SOURCE PASSAGE:
+---+

# Today's Wildlife Highlight!



## RedGinger (May 14, 2011)

On our way home from some errands on the Reservation, today, I spotted this dude up in a tree.  "Is that what I think it is?!", I said.  "Yep!"  Here he is.  He was at the top of this tree, right off the side of an old bridge, so I had to zoom.


----------



## RedGinger (May 14, 2011)

Sorry, trying out a new re-sizing technique!


----------



## RedGinger (May 14, 2011)

*


----------



## RedGinger (May 14, 2011)

He was fast for such a big guy.  Had to zoom in a lot on this one.


----------



## RICKJJ59W (May 14, 2011)

Cool! we have a few around here also,they are coming back!!!![]


----------



## mr.fred (May 14, 2011)

Awesome  Laur[]----------i was down at the river today  watching  some of them   around  2pm.  might be the same ones!.


----------



## swizzle (May 14, 2011)

We have a steady population starting to grow around the great sacandaga lake area. Some people call the vultures in tuxedos because they mainly feed on carrion. I've seen around a dozen of them all together over the past 5 or 6 years. I've only seen one golden eagle. I was on a peak looking down on him as he circled below. Really a massive bird. Looked like it could carry a baby deer away. Very sweet pics Red. Swiz


----------



## RedGinger (May 14, 2011)

Thanks, everyone.  Yeah, they're making a comeback, for sure.  Growing up,  I never saw one.  They're kind of like moose, because as Swiz said, you don't realize how big they are until you see one in person.  I haven't seen a Golden Eagle before.  I've gotten more into birds over the years.  We have some completely gold ones that have been in the yard for a couple weeks now.  I have to find out what those are.

 Forgot I took a video.  I might as well post that too, as soon as it's ready.


----------



## RedGinger (May 14, 2011)

Quick video of Baldy:
 http://www.youtube.com/watch?v=VSVz9OQkMSs


----------



## madman (May 14, 2011)

great pix red!


----------



## cobaltbot (May 14, 2011)

They are making a great comeback due to the DDT ban and protection at places like where I work.  They have netted and tagged several there over the last few years including two goldens last year.


----------



## swizzle (May 14, 2011)

Your little yellow birds are most likely gold finches. Pick yourself up a copy of Peterson's field guide to the birds. Might be able to get one cheap on Amazon. Swiz


----------



## peejrey (May 14, 2011)

Makes me proud to be an Eagle....East Eagle that is[]


----------



## JOETHECROW (May 14, 2011)

+---+

AIM: Can you carry on the "Today's Wildlife Highlight" forum thread from its last line?

+---+

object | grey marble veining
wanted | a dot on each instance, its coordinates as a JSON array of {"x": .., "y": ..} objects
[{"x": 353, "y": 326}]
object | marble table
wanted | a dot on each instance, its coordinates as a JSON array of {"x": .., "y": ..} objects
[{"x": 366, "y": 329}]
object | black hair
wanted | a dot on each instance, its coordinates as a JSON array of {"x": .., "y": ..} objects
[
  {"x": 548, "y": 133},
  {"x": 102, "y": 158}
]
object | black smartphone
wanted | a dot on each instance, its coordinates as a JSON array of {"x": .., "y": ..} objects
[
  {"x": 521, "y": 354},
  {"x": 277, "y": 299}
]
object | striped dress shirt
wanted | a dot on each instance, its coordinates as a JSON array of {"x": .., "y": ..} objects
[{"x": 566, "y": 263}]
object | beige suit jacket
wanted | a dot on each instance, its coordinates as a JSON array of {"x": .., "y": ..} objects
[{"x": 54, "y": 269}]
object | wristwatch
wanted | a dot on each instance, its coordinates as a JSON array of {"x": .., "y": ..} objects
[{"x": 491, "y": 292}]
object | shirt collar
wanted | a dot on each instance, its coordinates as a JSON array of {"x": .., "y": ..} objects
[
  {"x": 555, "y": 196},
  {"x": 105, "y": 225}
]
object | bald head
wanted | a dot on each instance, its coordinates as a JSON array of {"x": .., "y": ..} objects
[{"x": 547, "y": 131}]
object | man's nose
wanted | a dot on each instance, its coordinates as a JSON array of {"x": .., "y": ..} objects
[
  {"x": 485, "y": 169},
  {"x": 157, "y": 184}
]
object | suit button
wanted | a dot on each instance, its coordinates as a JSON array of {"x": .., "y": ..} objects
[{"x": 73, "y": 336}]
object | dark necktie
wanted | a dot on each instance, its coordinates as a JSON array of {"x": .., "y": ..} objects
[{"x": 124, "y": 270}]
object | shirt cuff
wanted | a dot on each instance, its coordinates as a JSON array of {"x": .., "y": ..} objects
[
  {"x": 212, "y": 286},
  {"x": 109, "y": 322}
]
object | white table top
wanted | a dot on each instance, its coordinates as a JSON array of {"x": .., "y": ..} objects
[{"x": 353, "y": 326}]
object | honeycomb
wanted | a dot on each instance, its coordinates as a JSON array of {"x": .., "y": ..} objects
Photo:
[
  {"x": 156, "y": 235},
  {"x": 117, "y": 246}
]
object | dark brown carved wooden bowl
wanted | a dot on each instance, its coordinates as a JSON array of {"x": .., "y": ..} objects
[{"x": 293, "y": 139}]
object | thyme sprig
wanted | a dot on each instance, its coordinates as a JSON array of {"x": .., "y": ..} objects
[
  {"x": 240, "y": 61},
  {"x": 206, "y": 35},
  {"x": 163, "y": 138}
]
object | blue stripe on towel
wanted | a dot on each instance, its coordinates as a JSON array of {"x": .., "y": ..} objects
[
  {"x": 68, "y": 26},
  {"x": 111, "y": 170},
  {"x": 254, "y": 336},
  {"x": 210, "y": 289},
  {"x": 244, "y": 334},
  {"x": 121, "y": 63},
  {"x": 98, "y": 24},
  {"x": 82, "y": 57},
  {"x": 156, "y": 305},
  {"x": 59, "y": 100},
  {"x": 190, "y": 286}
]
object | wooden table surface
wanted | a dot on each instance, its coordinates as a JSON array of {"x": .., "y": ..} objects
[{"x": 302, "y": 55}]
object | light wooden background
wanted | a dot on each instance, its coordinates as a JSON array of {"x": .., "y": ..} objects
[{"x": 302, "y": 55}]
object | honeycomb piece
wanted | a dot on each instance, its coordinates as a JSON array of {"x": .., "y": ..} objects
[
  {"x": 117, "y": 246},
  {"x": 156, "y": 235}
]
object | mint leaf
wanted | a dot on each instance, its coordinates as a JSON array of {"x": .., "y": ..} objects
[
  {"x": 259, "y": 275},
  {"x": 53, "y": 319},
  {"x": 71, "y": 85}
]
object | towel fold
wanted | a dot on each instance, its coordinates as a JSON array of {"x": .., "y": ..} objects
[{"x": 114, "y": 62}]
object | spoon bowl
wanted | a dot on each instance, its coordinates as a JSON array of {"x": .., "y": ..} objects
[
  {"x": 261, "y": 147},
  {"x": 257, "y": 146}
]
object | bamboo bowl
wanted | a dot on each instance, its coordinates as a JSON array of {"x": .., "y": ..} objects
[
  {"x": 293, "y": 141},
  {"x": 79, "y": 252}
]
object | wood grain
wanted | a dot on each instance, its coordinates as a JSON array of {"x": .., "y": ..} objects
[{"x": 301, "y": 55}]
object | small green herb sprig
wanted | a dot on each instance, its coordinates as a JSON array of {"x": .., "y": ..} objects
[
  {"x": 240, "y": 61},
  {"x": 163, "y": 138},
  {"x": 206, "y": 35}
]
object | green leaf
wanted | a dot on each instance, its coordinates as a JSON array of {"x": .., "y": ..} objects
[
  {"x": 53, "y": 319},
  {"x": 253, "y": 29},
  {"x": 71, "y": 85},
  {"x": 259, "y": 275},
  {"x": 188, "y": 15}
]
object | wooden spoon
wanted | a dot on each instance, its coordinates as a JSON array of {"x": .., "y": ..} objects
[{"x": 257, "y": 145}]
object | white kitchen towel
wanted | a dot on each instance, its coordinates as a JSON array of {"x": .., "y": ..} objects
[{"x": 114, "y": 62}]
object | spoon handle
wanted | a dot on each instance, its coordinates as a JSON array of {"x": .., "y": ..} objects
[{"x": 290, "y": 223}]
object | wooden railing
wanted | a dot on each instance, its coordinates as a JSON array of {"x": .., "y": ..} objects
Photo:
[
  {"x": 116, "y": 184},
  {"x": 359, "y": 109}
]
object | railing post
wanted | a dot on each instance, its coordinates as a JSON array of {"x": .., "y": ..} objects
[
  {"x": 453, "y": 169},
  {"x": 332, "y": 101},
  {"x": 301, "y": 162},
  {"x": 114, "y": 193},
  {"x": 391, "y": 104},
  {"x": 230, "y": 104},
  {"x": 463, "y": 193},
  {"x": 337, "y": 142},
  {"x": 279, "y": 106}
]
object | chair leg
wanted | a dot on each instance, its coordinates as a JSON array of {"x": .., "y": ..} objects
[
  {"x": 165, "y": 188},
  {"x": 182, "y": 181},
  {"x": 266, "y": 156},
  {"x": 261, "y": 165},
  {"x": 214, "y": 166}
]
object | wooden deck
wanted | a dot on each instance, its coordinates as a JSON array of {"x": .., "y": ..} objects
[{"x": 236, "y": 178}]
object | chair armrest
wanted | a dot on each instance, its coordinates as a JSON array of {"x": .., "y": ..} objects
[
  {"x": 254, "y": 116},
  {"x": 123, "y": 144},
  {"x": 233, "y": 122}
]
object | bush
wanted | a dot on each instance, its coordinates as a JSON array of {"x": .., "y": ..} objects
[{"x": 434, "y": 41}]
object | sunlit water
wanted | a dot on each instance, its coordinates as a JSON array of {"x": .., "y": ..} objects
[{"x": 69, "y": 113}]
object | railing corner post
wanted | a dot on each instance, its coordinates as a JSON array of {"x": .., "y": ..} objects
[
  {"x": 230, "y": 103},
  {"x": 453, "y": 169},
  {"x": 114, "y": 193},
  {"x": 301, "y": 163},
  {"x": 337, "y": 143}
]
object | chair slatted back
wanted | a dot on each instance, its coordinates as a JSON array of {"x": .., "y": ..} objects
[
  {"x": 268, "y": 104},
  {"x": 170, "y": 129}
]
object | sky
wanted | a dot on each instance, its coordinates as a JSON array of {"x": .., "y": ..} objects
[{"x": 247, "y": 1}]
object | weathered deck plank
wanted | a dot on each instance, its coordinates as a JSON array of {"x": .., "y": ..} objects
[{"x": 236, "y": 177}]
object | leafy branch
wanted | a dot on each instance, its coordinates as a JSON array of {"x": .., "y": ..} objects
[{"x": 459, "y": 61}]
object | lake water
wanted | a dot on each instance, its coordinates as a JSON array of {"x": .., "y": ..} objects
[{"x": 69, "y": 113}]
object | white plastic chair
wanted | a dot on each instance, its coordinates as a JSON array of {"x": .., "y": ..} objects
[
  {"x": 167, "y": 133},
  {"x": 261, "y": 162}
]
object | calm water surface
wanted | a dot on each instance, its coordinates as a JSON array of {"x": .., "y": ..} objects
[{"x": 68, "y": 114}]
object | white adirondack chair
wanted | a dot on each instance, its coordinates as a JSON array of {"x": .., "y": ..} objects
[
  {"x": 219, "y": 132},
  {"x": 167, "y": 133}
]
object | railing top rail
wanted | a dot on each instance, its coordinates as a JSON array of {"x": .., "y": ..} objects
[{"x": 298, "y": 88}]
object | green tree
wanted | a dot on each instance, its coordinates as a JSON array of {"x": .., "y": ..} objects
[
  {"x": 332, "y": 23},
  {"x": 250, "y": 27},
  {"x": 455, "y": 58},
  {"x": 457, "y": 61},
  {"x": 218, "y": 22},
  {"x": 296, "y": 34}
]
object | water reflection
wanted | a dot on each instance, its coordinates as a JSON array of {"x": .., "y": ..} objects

+---+

FINAL RESULT:
> Pick yourself up a copy of Peterson's field guide to the birds. Swiz


 
 LoL,...I'm her field guide Swiz....sometimes I think Laur's as deaf as I am. Yes, they _were_ gold finches Swiz...good call.[]


----------



## VTdigger (May 14, 2011)

I love Bald Eagles, what a beautiful bird.


----------



## RICKJJ59W (May 15, 2011)

> ORIGINAL:  peejrey
> 
> Makes me proud to be an Eagle....East Eagle that is[]


 
 Makes me proud to own a puce Eagle []


----------



## nydigger (May 15, 2011)

We have them here in the Hudson Valley in Ny. They have some breeders that show up every year in the West Point/ Bear Mountain area. and over on the west side of Orange county on the Deleware Rive. I watched one last year grab a fish out of one of the lakes in Harriman State Park while I was fishin..it was the highlight of the day lol


----------



## rockbot (May 16, 2011)

> ORIGINAL:  RedGinger
> 
> He was fast for such a big guy.Â  Had to zoom in a lot on this one.


 
 Great shot Red!
 what a powerful looking bird yet so graceful.


----------



## randgrithr (May 16, 2011)

Eagles are my absolute favorite bird. Great shots! I love how he turns his head all the way around to look at you while you're behind him!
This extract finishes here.